Exercise description: Please make an exact transcription of all the data that follows.

Data extracted from a collection
···

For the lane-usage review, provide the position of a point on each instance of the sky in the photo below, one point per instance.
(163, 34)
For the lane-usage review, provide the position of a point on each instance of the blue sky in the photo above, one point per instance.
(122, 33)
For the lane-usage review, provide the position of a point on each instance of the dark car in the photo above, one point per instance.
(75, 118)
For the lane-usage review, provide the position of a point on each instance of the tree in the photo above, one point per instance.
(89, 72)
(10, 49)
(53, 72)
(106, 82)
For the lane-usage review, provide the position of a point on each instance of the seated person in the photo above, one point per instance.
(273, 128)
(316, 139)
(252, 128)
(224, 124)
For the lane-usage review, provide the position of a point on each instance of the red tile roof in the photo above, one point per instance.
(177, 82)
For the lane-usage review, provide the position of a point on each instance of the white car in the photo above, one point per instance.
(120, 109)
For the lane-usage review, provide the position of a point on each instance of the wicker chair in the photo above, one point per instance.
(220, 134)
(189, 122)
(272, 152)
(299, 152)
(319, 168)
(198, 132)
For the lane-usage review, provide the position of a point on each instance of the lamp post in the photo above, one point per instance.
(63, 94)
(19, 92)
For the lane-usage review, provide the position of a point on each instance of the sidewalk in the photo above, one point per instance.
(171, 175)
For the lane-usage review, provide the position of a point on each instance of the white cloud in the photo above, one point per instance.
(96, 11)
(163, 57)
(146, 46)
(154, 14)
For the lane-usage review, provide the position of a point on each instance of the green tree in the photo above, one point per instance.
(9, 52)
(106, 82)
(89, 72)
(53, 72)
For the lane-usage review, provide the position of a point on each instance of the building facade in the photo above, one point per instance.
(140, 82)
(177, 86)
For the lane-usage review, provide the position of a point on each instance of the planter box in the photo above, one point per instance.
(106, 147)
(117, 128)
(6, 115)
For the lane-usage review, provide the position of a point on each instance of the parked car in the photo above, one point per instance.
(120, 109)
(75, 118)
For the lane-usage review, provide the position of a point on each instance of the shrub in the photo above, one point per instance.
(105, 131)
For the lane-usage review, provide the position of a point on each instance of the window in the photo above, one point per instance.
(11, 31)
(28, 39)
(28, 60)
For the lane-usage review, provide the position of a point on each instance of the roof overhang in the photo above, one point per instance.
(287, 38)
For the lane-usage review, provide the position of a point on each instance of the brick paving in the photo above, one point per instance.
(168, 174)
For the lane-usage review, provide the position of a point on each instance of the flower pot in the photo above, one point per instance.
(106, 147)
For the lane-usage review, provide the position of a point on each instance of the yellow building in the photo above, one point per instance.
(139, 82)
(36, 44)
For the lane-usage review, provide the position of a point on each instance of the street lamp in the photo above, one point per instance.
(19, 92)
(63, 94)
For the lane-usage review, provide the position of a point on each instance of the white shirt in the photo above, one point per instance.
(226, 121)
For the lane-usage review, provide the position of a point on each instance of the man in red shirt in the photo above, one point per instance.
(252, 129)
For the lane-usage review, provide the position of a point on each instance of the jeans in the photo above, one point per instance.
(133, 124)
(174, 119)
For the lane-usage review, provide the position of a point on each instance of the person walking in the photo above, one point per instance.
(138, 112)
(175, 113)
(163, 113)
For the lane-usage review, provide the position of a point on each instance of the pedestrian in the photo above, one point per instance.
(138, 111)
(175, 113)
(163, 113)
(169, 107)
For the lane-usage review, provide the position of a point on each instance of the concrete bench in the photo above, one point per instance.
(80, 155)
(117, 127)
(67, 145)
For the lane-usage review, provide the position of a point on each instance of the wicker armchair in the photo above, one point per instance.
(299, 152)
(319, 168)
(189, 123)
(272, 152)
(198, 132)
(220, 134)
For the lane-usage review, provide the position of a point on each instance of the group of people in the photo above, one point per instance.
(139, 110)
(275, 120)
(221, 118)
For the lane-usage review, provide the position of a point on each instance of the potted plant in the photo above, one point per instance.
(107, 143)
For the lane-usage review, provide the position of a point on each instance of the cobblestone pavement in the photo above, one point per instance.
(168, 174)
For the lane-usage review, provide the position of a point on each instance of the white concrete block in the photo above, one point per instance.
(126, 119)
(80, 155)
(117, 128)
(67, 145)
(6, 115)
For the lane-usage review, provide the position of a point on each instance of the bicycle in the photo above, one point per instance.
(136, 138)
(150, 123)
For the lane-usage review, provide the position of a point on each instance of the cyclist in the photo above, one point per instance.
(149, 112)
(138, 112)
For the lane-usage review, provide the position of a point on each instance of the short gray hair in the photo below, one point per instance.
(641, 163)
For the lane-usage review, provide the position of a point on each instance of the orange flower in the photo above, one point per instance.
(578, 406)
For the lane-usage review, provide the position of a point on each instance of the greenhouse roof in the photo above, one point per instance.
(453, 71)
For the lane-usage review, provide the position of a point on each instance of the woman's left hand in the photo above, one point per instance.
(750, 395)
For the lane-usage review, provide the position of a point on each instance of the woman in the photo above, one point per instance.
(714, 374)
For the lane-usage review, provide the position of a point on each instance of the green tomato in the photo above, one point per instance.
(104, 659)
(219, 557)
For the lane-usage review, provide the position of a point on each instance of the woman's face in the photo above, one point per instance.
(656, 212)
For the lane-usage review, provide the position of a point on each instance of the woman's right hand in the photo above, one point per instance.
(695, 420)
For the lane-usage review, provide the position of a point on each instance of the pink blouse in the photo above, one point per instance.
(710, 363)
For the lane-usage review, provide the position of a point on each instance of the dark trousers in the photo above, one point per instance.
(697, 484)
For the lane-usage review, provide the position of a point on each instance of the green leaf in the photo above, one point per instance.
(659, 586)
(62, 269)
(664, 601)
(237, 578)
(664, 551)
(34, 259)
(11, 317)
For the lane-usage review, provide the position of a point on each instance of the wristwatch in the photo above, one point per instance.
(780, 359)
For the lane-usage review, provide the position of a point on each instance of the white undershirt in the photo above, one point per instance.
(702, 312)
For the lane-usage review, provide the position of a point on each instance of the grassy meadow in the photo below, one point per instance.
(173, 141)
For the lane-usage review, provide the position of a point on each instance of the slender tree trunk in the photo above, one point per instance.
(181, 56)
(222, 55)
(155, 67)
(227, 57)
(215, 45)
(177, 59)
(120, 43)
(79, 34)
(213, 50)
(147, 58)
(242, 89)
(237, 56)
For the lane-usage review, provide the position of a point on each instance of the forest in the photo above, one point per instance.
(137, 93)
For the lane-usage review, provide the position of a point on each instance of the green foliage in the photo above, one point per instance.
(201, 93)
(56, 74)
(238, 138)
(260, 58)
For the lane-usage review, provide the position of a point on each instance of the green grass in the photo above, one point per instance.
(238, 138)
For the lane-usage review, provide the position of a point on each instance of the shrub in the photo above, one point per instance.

···

Output of the task:
For the lane-usage review, provide the position of a point on each instance of the sky in the photo below, one point per instance.
(163, 34)
For the lane-usage review, provide the position of a point on each instance of the blue sky in the photo above, one point per instance.
(122, 33)
For the lane-usage review, provide the position of a point on each instance of the dark car in the photo above, one point per instance.
(75, 118)
For the lane-usage review, provide the position of a point on each instance of the tree in the photo above, one point per instance.
(89, 72)
(10, 49)
(53, 72)
(106, 82)
For the lane-usage review, provide the position of a point on each instance of the seated person in the photo above, one point per instance.
(273, 128)
(316, 139)
(252, 128)
(224, 124)
For the lane-usage review, provide the position of a point on each instance of the red tile roof in the photo above, one point per instance.
(177, 82)
For the lane-usage review, provide the position of a point on each instance of the white car in the photo above, one point per instance.
(120, 109)
For the lane-usage review, provide the position of a point on each instance of the wicker chair in the photo above, one point per instance.
(220, 134)
(189, 122)
(272, 152)
(299, 152)
(319, 168)
(198, 132)
For the lane-usage review, provide the position of a point on each instance of the lamp post in the photo above, one point per instance.
(63, 94)
(19, 92)
For the lane-usage review, provide the position of a point on each instance of the sidewalk in the photo above, one point per instance.
(171, 175)
For the lane-usage review, provide the position of a point on each instance of the white cloud in the photo above, one point per instance.
(96, 11)
(163, 57)
(146, 46)
(154, 14)
For the lane-usage review, provide the position of a point on each instance of the green tree in the photo above, one point per instance.
(9, 52)
(106, 82)
(89, 72)
(53, 72)
For the lane-usage review, provide the position of a point on each instance of the building facade in the photo above, one point per instance.
(140, 82)
(177, 86)
For the lane-usage review, provide the position of a point on each instance of the planter box in the photo above, one point per instance.
(106, 147)
(117, 128)
(6, 115)
For the lane-usage review, provide the position of a point on each instance of the parked car in the photo above, one point per instance.
(120, 109)
(75, 118)
For the lane-usage review, provide the position of a point on each instance of the shrub in the photo above, one point per instance.
(105, 131)
For the lane-usage review, provide the position of a point on each instance of the window in the photo above, one point per instance.
(11, 31)
(28, 39)
(28, 60)
For the lane-usage review, provide the position of a point on each instance of the roof overhang in the photo above, one point per instance.
(287, 38)
For the lane-usage review, provide the position of a point on each instance of the brick paving in the photo above, one point per instance.
(168, 174)
For the lane-usage review, provide the position of a point on each instance of the flower pot in the photo above, one point per instance.
(106, 147)
For the lane-usage review, provide the position of a point on each instance of the yellow building in the photo above, one point per instance.
(139, 82)
(36, 44)
For the lane-usage review, provide the position of a point on each instance of the street lamp in the photo above, one point per instance.
(19, 92)
(63, 94)
For the lane-usage review, provide the position of a point on each instance of the white shirt in the photo above, one point per instance.
(226, 121)
For the lane-usage review, provide the position of a point on each instance of the man in red shirt in the photo above, one point per instance.
(252, 129)
For the lane-usage review, provide the position of a point on each instance of the jeans in the photo above, one point per instance.
(133, 124)
(174, 119)
For the lane-usage review, provide the position of a point on each instance of the person walking in the photo above, one point per instance.
(138, 112)
(175, 113)
(163, 113)
For the lane-usage review, provide the position of a point on each instance of the pedestrian in the photo above, one point per instance.
(138, 111)
(175, 113)
(163, 113)
(169, 107)
For the lane-usage review, provide the position of a point on each instance of the concrete bench in the photo above, one point per instance.
(80, 155)
(117, 127)
(67, 145)
For the lane-usage review, provide the position of a point on each instance of the wicker armchair in the photo above, one point per instance.
(299, 152)
(319, 168)
(189, 123)
(272, 152)
(198, 132)
(220, 134)
For the lane-usage review, provide the position of a point on each instance of the group of people in the photo above, one point per instance.
(139, 110)
(275, 120)
(221, 118)
For the lane-usage review, provide the position of a point on each instance of the potted plant in the photo above, one point per instance.
(107, 143)
For the lane-usage review, provide the position of a point on each instance of the cobblestone pavement in the photo above, one point per instance.
(168, 174)
For the lane-usage review, provide the position of a point on each instance of the white concrete block in the photo above, one point per instance.
(126, 119)
(80, 155)
(117, 128)
(67, 145)
(6, 115)
For the lane-usage review, provide the position of a point on each instance of the bicycle in the photo above, one point per instance.
(136, 138)
(150, 123)
For the lane-usage review, provide the position of a point on each instance of the cyclist in the photo above, one point per instance.
(149, 112)
(138, 112)
For the lane-usage review, provide the position of a point on each instance of the short gray hair in the photo below, one point per instance.
(641, 163)
For the lane-usage review, provide the position of a point on each instance of the orange flower in the photo above, one point per instance.
(578, 406)
For the lane-usage review, provide the position of a point on each instance of the greenhouse roof in the photo above, one point per instance.
(453, 71)
For the lane-usage review, provide the position of a point on each instance of the woman's left hand in the photo above, one point per instance.
(750, 395)
For the lane-usage review, provide the position of a point on each instance of the woman in the photo above, one point per instance.
(714, 374)
For the lane-usage review, provide the position of a point on each instance of the green tomato in the photo above, one point per instance.
(104, 659)
(219, 557)
For the lane-usage review, provide the position of a point on each instance of the woman's face in the photo above, one point per instance.
(656, 212)
For the lane-usage review, provide the position of a point on each instance of the woman's right hand in the photo above, one point per instance.
(695, 420)
For the lane-usage review, provide the position of a point on each instance of the pink blouse in the photo above, one point per instance.
(710, 363)
For the lane-usage review, provide the position of a point on each instance of the dark trousers in the photo above, one point per instance.
(697, 484)
For the lane-usage review, provide the position of a point on each instance of the green leaf in the photo above, one point per instance.
(659, 586)
(62, 269)
(664, 601)
(237, 578)
(664, 551)
(34, 259)
(11, 317)
For the lane-usage review, provide the position of a point on each instance of the wristwatch in the photo above, one point per instance.
(780, 359)
For the lane-usage review, provide the position of a point on each instance of the white undershirt in the photo above, one point per instance.
(702, 312)
For the lane-usage review, provide the position of a point on each instance of the grassy meadow in the photo below, one point per instance.
(173, 141)
For the lane-usage review, provide the position of a point on each instance of the slender tree trunk in the photo above, one point per instance.
(181, 56)
(222, 55)
(155, 67)
(227, 57)
(215, 45)
(177, 59)
(120, 43)
(79, 34)
(213, 50)
(147, 58)
(242, 89)
(237, 56)
For the lane-usage review, provide the position of a point on each instance of the forest in the photo above, one point per instance.
(137, 93)
For the lane-usage review, provide the position of a point on each instance of the green foliage in the photo above, one point per instance.
(201, 93)
(56, 74)
(238, 138)
(260, 58)
For the lane-usage review, provide the position of a point on each instance of the green grass in the photo above, one point per instance.
(238, 138)
For the lane-usage review, provide the position of a point on each instance of the shrub in the photo above, one point per instance.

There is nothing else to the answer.